**Written exercise 1**
Translate this sentence from the design fellowship text below into Spanish: "These barriers are not insurmountable."

Why a design fellowship?

A lack of viable substitutes

Large event organisers need economical and efficient alternatives to single-use plastic water bottles.

Poor drinking water infrastructure design

Londoners need to have easy access to refill stations while they are out and about.

Very few ‘refill’ business models

Retailers and caterers need business strategies that support a refill culture and hit their targets.

These barriers are not insurmountable.

They can be solved by designing new solutions, including new products, new services, or new business models. And that’s exactly why we’re launching the #OneLess design fellowship. Our hope is that by deploying design, innovation, technology, and creative communications, we will develop and scale-up transformational ‘refill’ solutions; solutions which will help to ramp-up London’s ‘refill revolution’ and eliminate the use of bottled water

How does it work?

We’re working with venues, retailers, events and places across London to develop up to five real-life ‘challenges’ to be solved by our extraordinary design fellows.

In July, we hosted a week long summer school with our design fellows, with expert coaching and mentoring, to start developing innovative ideas, concepts and prototypes that go some way towards solving these ‘challenges’.

What happens after the fellowship?

The solutions developed during the summer school will be widely shared and showcased during London Design Festival in September 2018.

The best concepts and prototypes will be tested during a period of trialling and monitoring.

 

The challenges

Digital and Physical Infrastructure

The London Wave

London has a culture of disposable bottled water use, the consequences of which do enormous damage. Increased use of publicly available water will deliver substantial positive impact, both through reduced production and transport of bottled water and by stemming the flow of plastic into the ocean. Yet numerous technical, practical and not least psychological barriers make widespread adoption of a fountain culture challenging.

**Source data**

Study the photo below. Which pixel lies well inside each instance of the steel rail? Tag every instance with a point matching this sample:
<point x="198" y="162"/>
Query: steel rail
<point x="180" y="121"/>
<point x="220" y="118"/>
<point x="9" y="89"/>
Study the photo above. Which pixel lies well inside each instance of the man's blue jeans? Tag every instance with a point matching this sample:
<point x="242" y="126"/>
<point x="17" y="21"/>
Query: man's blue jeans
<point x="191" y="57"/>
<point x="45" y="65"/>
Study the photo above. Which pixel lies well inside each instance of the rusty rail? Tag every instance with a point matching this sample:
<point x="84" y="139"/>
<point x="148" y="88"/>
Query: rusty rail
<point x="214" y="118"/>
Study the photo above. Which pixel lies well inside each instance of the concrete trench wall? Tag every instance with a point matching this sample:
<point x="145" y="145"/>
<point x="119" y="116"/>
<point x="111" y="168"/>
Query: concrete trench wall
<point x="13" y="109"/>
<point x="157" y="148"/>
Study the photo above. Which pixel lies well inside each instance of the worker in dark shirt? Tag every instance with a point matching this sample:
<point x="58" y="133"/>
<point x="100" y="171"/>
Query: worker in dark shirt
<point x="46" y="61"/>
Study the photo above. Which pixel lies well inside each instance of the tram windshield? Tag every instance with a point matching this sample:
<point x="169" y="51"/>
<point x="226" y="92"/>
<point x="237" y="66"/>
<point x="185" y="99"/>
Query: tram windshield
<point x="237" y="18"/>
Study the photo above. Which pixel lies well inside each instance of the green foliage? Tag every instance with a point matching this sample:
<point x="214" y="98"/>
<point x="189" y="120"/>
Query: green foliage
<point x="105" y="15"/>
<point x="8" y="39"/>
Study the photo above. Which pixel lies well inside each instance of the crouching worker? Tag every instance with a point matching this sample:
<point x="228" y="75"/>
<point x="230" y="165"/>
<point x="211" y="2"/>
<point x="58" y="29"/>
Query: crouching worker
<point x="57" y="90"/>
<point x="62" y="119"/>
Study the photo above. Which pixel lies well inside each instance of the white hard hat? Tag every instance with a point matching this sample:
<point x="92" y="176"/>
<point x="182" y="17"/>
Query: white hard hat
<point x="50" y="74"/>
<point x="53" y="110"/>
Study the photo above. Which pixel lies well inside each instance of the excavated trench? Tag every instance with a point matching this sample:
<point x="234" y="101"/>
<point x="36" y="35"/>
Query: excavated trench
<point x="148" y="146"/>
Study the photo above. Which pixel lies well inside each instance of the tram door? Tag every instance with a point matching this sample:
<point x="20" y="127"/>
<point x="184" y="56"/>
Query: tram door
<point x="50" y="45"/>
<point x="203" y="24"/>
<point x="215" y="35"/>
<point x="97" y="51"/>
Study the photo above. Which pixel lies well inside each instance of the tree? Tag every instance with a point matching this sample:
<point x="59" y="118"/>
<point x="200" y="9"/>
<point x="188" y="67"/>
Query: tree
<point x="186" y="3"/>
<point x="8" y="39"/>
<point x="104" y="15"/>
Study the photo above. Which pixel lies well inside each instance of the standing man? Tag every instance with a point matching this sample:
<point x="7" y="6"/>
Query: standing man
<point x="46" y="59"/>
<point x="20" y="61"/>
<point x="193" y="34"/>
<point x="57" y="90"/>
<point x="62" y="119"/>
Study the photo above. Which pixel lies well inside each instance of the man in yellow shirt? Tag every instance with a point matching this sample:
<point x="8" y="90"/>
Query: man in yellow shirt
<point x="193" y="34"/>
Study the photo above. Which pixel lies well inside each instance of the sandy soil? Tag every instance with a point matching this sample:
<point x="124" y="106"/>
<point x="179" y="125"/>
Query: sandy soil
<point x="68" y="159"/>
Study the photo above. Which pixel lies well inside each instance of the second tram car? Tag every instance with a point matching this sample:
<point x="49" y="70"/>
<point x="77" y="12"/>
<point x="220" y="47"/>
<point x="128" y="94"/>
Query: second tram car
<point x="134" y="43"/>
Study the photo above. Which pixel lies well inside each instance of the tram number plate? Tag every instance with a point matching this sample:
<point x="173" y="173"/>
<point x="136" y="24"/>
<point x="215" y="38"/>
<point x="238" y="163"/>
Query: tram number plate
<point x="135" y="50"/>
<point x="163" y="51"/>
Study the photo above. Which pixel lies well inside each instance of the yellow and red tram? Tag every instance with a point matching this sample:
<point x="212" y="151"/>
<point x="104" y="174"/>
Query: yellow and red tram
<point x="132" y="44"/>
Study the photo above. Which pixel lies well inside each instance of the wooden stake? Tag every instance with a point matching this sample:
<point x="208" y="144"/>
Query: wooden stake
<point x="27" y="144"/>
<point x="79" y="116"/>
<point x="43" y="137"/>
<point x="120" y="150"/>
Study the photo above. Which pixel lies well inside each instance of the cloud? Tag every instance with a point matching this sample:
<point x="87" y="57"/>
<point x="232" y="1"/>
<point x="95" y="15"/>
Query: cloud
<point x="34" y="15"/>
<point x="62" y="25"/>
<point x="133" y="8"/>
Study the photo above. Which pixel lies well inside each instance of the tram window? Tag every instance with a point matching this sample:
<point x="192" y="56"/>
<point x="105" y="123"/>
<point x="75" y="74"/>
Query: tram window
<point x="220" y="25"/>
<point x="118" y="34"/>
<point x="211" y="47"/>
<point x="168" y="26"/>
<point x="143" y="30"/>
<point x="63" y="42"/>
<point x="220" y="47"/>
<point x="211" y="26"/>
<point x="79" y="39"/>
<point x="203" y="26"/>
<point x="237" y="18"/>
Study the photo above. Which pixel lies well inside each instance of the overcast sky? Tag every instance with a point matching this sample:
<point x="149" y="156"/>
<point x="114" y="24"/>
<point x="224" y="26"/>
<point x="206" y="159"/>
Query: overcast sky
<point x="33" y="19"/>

**Written exercise 2**
Report every line of the rows above that contains the word "concrete". Case counts.

**Response 1**
Estas barreras no son insuperables.

**Response 2**
Study the photo above. Which pixel lies well inside each instance of the concrete trench wall? Tag every instance with a point matching this sample:
Query: concrete trench wall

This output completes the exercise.